§ TASK BRIEF: Please repeat, word for word, the passage of the ANC leadership commentary that begins with the words "Mashatile clearly realises" and ends with "department of police.".

§ PAGE TEXT:

···

Mashatile represents the ANC against which Ramphosa and the political ancestral spirits want to warn us. If you want to scrutinise something for his loyalty to the GNU, look no further than the mess he is making of the clearing house meetings for managing policy disputes between the political partners in the GNU. After only a few meetings, it is already clear that he is not going to concede an inch and that there is little prospect of compromises. He is not there to save the GNU, he is there to undermine it. Ramaphosa should not have left this process in the hands of Mashatile.

Mashatile clearly realises that there are other individuals with ambitions for the presidency, especially now that the name of Senzo Mchunu is being whispered more and more prominently in the corridors of regional politics, especially in KwaZulu-Natal. Mchunu was unable to eradicate the disorder and corruption of the department in his three years as minister of water and sanitation, but there is a consensus that he had taken on the cartels and criminals in the supply chains of the country's water logistics in a very bold manner. It is actually very detrimental that he was prematurely transferred to the department of police.

Mchunu and his management team are clearly putting the heat on the robbers and looters, especially in KwaZulu-Natal. The national police commissioner, Fannie Masemola, announced last week that since April 2024, 44,000 illegal weapons had been confiscated and in the last week alone, 132 weapons from criminals had been taken to police warehouses.

Important statistics

These statistics are important because, first, strong voices are coming from KwaZulu-Natal that Mchunu is finally offering South Africa's most militarised province a presidential candidate. One way for the ANC to consolidate political support in this province again is to have it play a more prominent role in national politics.

Second, the police ministry is the very best platform from which to launch a militarised and even authoritarian fight against crime, corruption and South Africans' pain and suffering. In the past year, the South African Police Service (SAPS) has already reported 364 deaths of suspects nationwide. Between July 2023 and July 2024 – specifically in KwaZulu-Natal – at least 107 suspects were shot dead. It appears that there is a particularly high incidence of such occurrences in the province. KwaZulu-Natal may not have the highest crime rate in the country, but it certainly has the most military-type violence.

These statistics naturally cause concern for some South Africans. Several organisations are calling for greater supervision and oversight to ensure that the police's actions remain within legal and ethical boundaries. Some commentators are quite rightly concerned about the militarisation of the SAPS under Mchunu. But some argue that in KwaZulu-Natal's militarised political culture, shooting first sometimes has a greater preventive impact on crime than arrests and court processes.

Perhaps it is important to know that the real discomfort from the seeping leadership narrative within the ANC is not just caused by individual ambition. All political ambition needs a support base to be competitive, and this inevitably leads to increased tension in an already unstable organisation like the ANC. Currently, potential candidates such as Mashatile, Mchunu, Nomvula Mokonyane and even Mmamoloko Kubayi are focusing on the ANC's two most volatile provinces, Gauteng and KwaZulu-Natal. Everyone knows that these two provinces represent the battlegrounds where the battle for the presidency of the party in 2027 will be decided.

···

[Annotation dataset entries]
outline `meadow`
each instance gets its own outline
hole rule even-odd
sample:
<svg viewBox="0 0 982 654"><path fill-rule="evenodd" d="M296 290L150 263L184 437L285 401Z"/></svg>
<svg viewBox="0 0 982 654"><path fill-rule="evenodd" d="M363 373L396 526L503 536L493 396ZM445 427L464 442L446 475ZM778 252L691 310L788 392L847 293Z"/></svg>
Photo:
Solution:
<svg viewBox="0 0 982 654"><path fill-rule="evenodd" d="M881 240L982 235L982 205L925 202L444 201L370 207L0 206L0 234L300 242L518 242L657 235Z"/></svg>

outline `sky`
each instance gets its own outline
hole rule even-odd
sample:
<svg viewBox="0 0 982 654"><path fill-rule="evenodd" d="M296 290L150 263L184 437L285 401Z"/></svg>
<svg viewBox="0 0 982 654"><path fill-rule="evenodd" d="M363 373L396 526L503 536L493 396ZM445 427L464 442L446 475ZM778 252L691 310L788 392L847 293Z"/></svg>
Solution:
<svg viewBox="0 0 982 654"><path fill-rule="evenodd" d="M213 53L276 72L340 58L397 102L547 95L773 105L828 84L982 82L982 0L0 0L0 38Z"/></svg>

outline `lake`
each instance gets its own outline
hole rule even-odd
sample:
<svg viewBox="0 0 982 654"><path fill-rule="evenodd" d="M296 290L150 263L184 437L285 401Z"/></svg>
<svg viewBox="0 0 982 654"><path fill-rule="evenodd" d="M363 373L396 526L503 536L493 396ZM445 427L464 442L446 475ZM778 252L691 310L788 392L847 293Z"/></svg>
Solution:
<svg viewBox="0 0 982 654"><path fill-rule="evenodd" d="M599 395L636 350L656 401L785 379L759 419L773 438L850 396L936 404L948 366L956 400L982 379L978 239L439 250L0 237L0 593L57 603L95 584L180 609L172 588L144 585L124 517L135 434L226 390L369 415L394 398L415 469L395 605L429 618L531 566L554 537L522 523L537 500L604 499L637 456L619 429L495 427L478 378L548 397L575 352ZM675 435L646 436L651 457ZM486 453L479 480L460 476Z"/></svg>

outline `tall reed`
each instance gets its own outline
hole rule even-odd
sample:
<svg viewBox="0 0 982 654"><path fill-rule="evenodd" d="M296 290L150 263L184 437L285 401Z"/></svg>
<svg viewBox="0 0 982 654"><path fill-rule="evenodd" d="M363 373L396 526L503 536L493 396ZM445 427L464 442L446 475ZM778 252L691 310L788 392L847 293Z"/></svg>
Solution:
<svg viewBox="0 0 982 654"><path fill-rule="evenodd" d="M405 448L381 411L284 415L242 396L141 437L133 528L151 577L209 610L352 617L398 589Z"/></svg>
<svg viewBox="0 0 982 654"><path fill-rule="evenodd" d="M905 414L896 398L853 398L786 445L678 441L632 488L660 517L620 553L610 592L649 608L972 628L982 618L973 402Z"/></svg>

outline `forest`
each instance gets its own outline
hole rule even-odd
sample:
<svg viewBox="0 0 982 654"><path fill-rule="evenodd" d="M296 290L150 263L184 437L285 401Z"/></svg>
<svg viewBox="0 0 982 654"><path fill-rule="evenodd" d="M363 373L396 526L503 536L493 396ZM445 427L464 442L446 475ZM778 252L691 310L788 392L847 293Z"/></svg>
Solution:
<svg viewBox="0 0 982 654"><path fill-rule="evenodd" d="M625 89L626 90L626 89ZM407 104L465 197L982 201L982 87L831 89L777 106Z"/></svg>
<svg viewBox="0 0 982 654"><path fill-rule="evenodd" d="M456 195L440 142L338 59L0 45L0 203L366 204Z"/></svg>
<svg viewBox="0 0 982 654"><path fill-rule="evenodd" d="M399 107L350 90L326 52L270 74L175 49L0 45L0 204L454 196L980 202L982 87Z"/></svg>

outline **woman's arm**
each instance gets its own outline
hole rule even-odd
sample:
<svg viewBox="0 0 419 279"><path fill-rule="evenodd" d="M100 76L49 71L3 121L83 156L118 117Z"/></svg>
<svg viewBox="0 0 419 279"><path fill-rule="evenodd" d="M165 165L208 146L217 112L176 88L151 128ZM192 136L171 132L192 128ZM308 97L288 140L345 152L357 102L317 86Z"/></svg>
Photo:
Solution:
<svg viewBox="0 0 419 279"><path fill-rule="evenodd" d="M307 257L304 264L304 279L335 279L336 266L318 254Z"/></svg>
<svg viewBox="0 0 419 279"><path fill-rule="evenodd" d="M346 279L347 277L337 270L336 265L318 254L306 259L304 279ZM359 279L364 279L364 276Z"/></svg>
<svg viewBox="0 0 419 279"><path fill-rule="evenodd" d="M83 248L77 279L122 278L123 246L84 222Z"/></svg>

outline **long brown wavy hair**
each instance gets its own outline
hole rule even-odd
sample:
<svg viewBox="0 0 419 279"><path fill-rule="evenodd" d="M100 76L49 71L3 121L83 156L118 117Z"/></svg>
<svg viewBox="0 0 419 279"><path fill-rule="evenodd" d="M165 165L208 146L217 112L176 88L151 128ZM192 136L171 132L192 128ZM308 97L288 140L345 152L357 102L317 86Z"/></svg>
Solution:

···

§ THE RESPONSE:
Mashatile clearly realises that there are other individuals with ambitions for the presidency, especially now that the name of Senzo Mchunu is being whispered more and more prominently in the corridors of regional politics, especially in KwaZulu-Natal. Mchunu was unable to eradicate the disorder and corruption of the department in his three years as minister of water and sanitation, but there is a consensus that he had taken on the cartels and criminals in the supply chains of the country's water logistics in a very bold manner. It is actually very detrimental that he was prematurely transferred to the department of police.